▸ CEL: Podaj, w ilu wierszach poniższego listingu występuje ciąg „surface”, z uwzględnieniem wielkości liter. Odpowiedz wyłącznie liczbą.

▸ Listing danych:
>>>>
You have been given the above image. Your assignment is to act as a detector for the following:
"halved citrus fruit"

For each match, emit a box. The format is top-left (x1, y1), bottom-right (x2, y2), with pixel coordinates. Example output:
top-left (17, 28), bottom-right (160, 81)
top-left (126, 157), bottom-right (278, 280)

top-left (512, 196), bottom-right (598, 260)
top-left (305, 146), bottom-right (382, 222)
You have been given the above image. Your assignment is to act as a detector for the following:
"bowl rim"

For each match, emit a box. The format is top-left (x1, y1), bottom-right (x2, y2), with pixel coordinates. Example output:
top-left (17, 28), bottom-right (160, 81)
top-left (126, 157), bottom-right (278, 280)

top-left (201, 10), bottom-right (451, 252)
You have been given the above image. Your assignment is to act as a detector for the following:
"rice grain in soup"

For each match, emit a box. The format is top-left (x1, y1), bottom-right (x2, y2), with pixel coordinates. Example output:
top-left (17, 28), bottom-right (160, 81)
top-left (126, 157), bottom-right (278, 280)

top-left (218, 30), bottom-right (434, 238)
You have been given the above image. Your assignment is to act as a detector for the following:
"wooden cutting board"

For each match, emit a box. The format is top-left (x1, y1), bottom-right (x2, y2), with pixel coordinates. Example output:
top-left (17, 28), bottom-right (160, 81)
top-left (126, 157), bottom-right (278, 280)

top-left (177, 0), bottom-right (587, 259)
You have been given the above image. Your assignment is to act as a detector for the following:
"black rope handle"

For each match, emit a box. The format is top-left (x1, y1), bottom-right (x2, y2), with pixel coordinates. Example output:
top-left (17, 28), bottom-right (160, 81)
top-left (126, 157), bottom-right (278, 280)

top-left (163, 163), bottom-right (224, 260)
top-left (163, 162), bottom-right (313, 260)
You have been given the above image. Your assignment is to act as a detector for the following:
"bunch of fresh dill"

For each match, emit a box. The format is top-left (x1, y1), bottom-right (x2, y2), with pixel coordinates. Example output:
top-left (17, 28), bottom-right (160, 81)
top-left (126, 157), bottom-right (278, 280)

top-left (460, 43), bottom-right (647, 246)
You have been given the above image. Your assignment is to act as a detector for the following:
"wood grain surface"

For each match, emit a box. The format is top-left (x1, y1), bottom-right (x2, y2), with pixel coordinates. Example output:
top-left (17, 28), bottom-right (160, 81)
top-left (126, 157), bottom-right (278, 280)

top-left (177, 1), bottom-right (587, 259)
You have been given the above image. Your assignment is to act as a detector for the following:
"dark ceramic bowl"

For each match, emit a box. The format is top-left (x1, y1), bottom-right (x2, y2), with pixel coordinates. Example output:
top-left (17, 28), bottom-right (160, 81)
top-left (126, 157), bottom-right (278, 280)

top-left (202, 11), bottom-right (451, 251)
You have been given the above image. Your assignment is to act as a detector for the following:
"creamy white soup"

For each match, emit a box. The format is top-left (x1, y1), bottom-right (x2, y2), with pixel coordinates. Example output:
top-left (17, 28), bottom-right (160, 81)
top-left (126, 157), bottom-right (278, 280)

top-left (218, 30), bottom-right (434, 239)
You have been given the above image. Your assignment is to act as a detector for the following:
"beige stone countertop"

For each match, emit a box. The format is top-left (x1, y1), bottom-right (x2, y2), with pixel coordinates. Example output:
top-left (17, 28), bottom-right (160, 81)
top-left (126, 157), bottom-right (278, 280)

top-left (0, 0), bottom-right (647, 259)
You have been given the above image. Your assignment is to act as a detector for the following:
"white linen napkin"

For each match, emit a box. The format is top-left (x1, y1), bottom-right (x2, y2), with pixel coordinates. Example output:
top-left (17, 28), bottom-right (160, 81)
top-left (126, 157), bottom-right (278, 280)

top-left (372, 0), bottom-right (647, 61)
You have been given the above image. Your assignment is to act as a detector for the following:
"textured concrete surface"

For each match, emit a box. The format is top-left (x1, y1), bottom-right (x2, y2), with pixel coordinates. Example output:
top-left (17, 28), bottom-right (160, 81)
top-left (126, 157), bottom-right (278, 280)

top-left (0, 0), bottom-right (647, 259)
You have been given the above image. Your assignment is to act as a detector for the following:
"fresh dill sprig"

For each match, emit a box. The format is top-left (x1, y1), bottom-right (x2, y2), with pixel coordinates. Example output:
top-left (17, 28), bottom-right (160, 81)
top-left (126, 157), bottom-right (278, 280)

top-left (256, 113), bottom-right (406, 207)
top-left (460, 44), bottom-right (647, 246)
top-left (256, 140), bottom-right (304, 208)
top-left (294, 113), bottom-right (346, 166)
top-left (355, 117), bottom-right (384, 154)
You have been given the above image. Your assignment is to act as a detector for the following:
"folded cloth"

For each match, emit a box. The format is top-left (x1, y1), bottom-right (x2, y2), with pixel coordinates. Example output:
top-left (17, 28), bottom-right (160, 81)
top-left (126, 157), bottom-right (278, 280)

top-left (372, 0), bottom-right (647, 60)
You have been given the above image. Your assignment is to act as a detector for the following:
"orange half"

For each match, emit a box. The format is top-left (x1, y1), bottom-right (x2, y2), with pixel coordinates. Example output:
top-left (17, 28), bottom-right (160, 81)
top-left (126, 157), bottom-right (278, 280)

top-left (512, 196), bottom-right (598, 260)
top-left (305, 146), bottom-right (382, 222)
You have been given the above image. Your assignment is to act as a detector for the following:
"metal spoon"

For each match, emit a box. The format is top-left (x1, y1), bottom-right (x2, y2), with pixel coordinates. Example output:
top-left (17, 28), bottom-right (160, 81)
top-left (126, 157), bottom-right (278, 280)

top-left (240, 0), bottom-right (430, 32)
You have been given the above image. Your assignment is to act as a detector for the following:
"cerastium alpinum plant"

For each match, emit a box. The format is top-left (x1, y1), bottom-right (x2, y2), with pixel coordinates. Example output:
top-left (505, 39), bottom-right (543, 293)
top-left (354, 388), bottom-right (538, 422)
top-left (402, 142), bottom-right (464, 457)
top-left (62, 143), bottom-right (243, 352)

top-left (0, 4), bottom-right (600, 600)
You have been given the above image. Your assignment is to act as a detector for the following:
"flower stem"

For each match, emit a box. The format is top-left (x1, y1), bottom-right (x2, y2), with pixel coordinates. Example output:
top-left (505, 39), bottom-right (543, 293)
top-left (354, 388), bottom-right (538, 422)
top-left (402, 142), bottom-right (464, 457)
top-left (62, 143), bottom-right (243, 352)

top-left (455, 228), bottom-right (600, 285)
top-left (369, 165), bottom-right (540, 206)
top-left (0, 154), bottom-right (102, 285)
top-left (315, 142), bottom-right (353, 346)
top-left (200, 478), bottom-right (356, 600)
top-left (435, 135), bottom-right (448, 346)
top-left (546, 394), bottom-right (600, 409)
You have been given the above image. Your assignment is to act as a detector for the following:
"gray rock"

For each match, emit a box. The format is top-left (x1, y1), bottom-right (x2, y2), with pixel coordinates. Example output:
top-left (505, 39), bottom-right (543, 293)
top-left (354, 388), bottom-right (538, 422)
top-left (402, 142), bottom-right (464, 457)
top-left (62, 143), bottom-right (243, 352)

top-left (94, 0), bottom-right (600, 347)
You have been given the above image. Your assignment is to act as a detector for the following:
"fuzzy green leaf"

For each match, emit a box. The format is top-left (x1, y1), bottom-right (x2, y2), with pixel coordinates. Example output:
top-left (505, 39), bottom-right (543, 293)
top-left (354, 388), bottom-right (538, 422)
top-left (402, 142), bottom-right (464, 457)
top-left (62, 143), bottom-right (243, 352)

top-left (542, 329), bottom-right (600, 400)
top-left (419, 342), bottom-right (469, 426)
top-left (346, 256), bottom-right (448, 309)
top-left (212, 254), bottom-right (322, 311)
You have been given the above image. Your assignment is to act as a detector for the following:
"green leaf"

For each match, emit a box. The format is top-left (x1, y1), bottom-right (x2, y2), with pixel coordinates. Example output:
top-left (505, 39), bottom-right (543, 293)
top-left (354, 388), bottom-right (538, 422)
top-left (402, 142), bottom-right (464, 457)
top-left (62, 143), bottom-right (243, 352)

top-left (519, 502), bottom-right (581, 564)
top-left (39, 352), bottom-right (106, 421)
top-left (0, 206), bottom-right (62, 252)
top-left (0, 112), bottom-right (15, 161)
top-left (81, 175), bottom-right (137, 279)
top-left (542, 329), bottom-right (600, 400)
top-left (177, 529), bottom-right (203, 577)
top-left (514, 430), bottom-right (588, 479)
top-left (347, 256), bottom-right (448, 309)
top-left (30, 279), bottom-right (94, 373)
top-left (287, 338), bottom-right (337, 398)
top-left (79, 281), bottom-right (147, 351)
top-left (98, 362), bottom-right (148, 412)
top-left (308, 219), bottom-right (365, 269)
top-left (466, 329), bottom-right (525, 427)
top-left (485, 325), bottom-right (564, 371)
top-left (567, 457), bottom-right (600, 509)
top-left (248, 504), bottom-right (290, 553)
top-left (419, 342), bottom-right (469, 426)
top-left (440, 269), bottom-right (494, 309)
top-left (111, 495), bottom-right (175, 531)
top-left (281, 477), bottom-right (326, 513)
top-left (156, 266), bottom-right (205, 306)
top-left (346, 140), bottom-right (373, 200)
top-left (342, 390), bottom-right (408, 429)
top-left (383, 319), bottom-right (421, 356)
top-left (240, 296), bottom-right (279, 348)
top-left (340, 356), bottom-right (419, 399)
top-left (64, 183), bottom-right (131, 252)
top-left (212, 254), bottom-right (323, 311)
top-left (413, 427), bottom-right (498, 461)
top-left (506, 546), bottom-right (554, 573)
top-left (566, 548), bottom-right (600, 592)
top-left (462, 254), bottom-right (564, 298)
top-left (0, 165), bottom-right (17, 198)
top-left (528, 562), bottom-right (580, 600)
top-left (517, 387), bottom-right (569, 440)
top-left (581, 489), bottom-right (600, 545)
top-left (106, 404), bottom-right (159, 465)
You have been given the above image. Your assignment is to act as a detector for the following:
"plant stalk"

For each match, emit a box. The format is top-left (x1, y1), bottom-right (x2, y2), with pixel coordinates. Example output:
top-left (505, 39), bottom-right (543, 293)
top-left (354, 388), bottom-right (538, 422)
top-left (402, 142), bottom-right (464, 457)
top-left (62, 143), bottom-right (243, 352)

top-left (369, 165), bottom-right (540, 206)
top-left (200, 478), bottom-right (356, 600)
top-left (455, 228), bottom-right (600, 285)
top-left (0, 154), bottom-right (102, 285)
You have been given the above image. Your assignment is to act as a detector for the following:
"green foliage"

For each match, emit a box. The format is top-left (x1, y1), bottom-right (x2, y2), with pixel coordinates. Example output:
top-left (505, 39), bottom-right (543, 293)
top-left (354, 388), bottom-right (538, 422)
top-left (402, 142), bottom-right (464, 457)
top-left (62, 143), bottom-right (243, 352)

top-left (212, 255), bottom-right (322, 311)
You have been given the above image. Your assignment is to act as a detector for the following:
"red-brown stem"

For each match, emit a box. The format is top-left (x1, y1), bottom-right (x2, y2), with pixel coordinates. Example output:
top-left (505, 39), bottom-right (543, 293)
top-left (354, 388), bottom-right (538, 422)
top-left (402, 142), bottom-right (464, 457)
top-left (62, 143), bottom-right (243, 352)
<<<<
▸ ROZWIĄZANIE ZADANIA: 2